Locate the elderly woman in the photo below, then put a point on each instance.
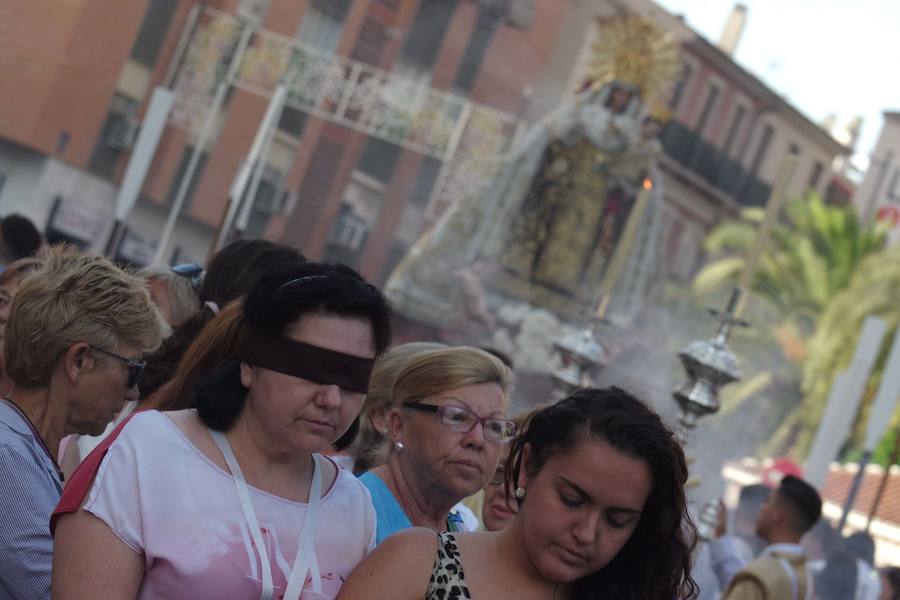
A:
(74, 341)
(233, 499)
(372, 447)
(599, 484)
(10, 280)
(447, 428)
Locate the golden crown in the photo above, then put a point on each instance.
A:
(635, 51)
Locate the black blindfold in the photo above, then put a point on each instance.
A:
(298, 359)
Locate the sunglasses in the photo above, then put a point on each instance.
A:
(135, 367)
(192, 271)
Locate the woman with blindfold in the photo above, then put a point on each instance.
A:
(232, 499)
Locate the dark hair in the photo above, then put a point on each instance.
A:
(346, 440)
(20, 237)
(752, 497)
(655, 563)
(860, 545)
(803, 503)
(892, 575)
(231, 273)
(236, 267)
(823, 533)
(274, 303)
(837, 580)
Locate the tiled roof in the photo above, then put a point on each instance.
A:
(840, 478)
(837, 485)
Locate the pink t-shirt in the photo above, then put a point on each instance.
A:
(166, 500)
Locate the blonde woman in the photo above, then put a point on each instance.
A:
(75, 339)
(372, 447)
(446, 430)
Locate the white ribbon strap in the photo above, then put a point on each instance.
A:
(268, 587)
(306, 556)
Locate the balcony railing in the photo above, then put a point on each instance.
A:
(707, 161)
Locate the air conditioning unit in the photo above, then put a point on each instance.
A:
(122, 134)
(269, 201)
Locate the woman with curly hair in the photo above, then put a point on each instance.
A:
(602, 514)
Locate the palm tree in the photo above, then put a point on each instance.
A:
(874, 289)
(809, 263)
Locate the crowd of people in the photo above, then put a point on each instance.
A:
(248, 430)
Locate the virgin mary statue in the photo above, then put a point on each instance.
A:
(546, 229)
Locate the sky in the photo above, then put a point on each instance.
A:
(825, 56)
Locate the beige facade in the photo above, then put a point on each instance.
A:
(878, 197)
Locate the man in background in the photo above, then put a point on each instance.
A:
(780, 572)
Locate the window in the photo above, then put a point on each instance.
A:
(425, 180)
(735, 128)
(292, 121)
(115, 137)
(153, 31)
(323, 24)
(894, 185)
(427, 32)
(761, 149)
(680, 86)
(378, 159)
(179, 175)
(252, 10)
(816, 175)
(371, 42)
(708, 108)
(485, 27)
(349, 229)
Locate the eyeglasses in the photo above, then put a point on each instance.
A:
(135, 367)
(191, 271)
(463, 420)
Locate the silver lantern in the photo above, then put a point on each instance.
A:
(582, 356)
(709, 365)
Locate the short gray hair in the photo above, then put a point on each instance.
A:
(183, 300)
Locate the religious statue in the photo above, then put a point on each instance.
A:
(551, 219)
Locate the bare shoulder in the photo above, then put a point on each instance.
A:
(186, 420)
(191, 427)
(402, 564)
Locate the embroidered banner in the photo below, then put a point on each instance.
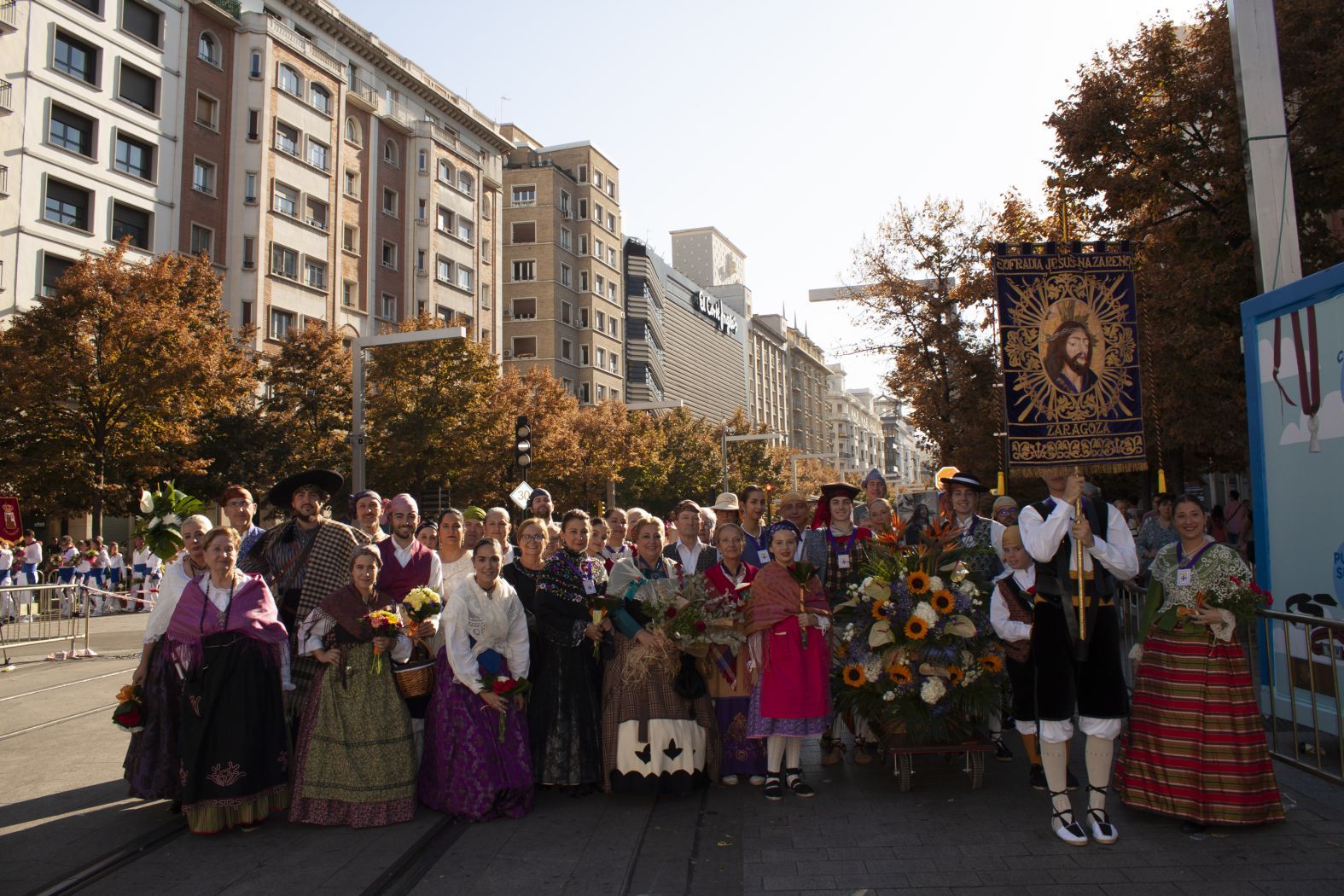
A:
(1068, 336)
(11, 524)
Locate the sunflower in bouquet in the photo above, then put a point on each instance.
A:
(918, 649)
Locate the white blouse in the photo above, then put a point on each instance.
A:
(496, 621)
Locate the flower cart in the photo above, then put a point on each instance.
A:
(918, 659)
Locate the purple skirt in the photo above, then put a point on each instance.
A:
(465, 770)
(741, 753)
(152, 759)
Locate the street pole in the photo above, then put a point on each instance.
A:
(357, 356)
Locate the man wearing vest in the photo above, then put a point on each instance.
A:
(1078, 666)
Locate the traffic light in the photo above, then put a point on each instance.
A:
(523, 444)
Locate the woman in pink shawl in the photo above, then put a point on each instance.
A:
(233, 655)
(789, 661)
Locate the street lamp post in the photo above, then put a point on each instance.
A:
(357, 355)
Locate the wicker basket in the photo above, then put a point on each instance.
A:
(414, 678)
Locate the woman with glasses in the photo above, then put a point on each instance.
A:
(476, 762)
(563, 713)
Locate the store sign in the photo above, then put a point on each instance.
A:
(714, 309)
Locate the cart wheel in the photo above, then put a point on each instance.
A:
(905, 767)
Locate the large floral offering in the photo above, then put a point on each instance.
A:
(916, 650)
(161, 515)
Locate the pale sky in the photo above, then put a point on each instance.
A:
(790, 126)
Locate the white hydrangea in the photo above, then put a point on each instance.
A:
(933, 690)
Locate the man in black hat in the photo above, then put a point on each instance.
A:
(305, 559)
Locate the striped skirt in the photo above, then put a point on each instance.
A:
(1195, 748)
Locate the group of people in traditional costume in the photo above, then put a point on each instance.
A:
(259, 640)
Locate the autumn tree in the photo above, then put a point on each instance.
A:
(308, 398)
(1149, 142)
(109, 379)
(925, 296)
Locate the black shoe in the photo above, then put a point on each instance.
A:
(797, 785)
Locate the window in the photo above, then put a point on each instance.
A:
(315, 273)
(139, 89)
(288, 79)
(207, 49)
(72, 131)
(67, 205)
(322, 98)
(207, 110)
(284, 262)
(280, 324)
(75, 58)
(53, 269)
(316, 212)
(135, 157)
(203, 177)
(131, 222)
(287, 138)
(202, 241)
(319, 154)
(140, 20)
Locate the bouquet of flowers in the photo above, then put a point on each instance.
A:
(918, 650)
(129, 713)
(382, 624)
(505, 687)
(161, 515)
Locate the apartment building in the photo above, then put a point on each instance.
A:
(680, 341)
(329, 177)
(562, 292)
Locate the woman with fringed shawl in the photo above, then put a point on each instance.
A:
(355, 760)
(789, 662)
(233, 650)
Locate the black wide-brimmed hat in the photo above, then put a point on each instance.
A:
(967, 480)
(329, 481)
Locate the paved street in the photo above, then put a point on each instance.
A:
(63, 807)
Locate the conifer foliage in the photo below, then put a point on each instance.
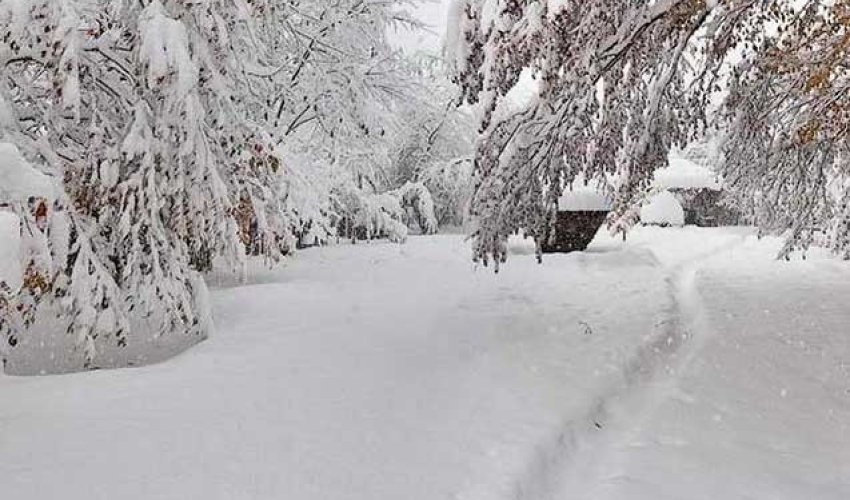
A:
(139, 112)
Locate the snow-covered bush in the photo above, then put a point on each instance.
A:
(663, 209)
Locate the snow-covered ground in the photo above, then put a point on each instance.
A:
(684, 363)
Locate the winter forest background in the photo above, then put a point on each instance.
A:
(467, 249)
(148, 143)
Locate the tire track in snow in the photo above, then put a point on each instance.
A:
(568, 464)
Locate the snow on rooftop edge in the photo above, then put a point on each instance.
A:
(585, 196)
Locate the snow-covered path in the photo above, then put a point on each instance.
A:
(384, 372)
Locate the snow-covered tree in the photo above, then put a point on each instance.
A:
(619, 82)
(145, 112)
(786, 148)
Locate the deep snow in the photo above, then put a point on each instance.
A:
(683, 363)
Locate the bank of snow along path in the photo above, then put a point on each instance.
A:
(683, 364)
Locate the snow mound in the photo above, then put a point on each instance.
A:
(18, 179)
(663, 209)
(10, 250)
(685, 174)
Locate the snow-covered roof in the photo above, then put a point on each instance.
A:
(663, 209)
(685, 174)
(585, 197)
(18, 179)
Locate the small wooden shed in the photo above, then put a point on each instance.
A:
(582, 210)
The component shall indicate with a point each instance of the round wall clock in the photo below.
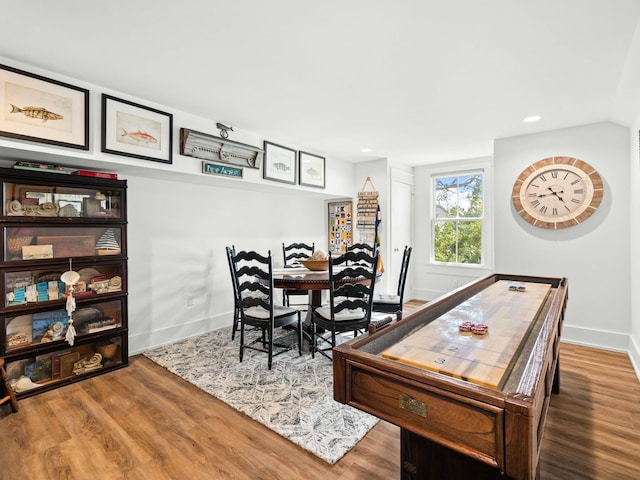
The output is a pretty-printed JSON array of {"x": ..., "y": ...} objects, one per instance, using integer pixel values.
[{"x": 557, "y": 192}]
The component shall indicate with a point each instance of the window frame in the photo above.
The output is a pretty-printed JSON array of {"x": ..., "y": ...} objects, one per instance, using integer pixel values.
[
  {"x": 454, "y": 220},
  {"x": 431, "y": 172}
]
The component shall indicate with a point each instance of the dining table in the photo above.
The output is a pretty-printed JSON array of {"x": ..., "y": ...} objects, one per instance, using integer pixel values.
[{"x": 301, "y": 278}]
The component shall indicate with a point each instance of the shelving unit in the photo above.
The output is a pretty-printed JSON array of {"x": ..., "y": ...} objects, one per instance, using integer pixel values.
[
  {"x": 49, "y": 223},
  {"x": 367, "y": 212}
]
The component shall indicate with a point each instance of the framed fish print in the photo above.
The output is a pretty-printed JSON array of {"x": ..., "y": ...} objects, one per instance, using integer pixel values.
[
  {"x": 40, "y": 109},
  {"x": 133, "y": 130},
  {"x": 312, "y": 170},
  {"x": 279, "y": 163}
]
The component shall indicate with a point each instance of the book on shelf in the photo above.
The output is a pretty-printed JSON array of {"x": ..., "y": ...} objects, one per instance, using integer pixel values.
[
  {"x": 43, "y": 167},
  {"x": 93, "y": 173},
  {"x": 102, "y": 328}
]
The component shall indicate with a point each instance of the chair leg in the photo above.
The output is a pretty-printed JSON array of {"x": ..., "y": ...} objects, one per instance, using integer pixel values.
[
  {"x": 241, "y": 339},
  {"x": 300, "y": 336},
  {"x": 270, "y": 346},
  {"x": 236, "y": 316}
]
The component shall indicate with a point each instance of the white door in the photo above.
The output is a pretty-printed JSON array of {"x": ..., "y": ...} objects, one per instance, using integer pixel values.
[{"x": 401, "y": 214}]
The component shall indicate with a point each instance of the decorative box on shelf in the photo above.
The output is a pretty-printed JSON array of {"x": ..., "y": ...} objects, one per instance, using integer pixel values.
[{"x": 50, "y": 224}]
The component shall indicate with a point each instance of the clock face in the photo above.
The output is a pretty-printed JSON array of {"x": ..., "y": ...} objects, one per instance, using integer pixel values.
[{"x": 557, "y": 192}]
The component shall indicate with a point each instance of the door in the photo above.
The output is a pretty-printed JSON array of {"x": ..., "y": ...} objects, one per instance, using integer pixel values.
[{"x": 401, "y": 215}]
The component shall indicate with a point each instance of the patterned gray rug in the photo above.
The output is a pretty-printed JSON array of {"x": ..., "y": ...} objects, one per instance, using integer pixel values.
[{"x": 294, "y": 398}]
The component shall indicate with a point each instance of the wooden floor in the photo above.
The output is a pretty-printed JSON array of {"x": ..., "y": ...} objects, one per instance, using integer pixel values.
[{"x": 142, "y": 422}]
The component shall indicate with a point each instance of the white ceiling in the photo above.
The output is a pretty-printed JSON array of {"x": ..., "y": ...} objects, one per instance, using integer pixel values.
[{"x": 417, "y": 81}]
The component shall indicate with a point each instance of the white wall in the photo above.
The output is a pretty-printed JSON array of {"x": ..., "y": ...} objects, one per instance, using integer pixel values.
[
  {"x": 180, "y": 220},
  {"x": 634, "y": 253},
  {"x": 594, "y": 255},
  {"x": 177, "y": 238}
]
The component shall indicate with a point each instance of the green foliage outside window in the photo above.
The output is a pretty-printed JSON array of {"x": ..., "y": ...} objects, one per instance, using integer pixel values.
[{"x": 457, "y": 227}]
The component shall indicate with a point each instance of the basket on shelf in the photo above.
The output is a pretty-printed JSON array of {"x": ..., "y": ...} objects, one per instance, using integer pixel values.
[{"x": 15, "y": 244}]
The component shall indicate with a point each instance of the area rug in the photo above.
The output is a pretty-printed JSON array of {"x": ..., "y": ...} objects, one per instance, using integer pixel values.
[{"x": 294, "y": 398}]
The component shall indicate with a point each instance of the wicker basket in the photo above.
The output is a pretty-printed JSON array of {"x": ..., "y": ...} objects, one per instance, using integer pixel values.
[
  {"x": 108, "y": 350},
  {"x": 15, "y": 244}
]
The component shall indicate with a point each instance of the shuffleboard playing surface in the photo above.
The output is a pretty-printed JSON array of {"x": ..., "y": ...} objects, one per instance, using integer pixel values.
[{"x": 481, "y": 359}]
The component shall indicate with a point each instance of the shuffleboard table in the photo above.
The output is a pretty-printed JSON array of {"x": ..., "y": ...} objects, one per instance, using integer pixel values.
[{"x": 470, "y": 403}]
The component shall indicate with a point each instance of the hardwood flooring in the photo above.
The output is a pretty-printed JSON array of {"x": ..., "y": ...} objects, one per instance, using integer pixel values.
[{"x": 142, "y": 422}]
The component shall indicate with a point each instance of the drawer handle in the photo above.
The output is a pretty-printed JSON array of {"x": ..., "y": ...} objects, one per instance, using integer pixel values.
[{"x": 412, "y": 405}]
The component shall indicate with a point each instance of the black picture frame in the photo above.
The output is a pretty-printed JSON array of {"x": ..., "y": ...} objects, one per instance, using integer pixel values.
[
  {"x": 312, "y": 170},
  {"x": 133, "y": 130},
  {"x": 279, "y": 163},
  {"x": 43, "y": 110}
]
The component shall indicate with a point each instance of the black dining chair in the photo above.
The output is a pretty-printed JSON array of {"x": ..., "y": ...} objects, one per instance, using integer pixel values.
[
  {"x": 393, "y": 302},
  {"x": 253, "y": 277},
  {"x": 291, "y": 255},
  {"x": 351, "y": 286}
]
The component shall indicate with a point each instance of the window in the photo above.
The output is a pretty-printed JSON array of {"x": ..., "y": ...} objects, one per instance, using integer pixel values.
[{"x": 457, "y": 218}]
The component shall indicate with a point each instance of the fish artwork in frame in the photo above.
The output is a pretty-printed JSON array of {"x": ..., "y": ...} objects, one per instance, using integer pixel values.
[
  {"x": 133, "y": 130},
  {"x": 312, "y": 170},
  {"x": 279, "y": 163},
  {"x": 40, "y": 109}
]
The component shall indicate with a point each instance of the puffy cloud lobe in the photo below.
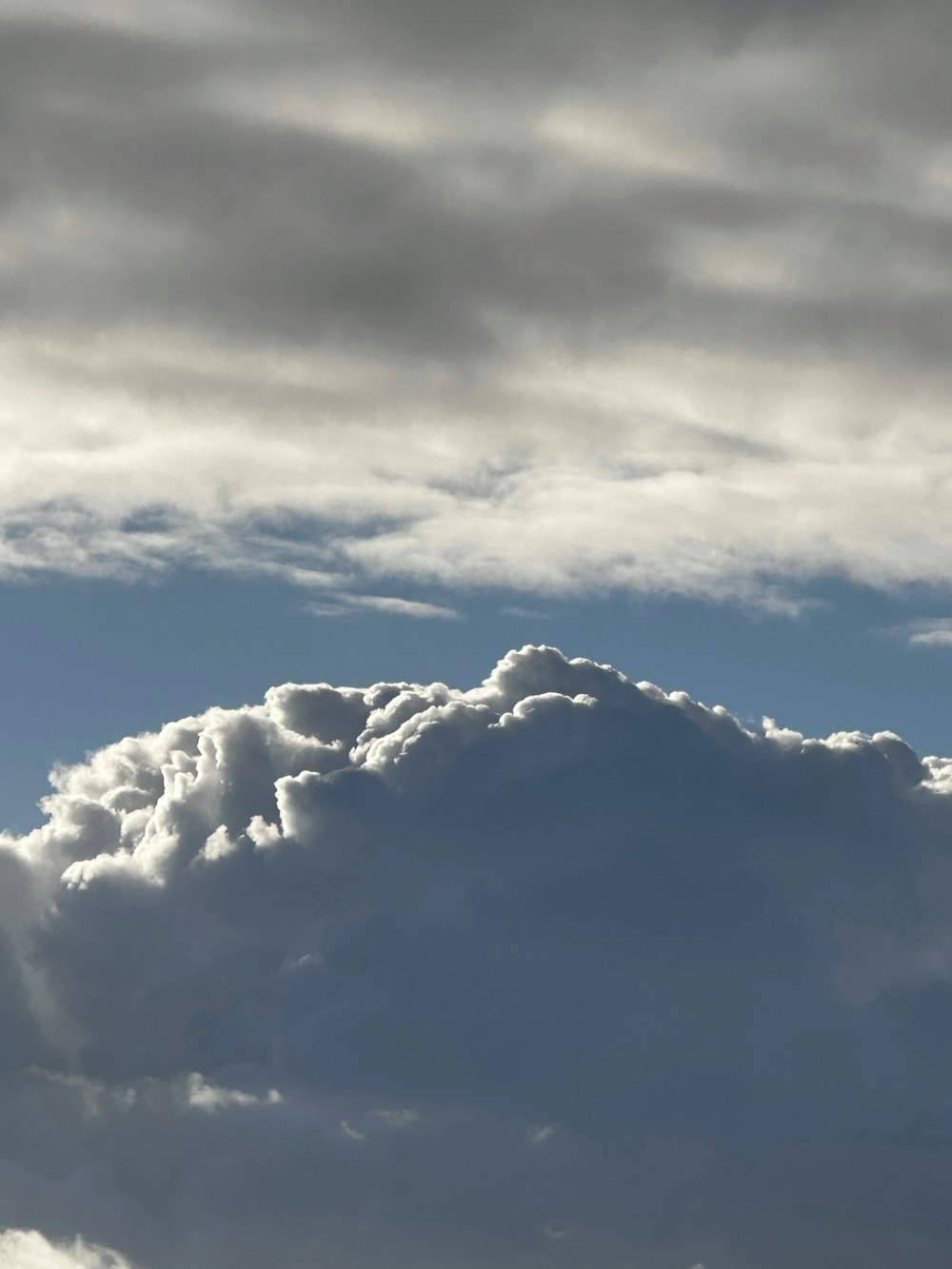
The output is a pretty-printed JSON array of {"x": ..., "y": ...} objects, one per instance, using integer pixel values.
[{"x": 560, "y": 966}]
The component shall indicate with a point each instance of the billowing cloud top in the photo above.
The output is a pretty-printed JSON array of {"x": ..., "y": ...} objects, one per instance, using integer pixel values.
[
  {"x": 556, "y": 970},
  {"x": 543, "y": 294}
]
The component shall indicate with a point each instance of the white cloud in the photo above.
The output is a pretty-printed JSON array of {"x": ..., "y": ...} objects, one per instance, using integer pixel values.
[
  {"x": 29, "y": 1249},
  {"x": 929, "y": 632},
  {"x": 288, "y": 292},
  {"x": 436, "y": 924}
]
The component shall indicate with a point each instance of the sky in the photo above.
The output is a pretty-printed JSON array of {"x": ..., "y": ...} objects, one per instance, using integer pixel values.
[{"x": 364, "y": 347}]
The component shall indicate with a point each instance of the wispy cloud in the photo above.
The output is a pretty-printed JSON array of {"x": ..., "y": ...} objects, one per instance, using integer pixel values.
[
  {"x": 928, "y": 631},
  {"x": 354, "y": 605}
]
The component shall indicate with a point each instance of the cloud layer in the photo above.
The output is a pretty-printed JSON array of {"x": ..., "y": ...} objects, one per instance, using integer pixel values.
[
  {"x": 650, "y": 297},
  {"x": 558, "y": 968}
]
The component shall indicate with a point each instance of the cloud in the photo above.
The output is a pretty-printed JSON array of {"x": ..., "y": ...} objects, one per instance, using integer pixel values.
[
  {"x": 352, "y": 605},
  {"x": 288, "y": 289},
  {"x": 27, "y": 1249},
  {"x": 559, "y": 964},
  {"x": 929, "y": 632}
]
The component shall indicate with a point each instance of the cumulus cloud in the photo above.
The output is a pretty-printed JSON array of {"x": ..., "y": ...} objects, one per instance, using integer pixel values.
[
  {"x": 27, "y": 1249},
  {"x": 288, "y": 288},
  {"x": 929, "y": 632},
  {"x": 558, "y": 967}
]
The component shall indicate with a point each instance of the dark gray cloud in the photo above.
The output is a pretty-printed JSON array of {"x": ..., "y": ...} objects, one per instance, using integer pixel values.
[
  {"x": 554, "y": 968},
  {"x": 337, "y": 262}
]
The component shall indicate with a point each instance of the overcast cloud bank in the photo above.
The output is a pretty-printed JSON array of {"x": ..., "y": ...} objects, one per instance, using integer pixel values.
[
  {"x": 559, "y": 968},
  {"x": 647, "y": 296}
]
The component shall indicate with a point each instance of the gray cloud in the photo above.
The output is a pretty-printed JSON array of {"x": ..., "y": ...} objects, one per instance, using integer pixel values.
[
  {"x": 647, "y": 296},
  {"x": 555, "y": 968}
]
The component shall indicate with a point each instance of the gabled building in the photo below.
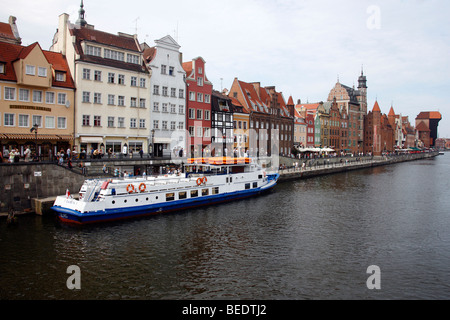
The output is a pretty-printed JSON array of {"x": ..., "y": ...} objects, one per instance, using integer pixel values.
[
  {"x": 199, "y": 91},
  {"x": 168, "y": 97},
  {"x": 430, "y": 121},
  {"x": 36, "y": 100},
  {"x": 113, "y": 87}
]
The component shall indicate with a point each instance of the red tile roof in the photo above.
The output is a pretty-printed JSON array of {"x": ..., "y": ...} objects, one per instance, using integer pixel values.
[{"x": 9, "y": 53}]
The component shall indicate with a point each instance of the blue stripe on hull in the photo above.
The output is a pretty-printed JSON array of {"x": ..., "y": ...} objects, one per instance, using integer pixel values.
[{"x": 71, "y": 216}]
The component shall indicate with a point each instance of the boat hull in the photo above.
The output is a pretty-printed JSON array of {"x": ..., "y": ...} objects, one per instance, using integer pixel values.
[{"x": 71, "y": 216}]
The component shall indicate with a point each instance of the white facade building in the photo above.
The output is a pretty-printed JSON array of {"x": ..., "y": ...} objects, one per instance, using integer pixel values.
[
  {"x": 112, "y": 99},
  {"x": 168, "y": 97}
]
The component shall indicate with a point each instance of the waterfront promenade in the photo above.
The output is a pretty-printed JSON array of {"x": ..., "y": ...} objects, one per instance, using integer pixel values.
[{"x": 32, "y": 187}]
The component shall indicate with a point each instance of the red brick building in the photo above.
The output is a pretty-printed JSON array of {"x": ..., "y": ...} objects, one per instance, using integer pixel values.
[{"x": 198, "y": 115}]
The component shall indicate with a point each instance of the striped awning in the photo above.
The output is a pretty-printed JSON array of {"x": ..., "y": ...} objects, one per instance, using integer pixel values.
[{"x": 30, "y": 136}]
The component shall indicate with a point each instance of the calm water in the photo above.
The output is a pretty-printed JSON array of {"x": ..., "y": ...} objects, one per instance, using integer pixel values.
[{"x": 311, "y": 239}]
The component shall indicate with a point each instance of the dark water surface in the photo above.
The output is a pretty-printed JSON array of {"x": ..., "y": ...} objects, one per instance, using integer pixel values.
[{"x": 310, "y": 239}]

Task goal: The lines in the entries above that carry the word "dining" must be copied.

Task result:
The component shall indicate with a point each instance of the dining table in the photo above.
The component shall indicate with a point each instance of the black dining chair in the photo above.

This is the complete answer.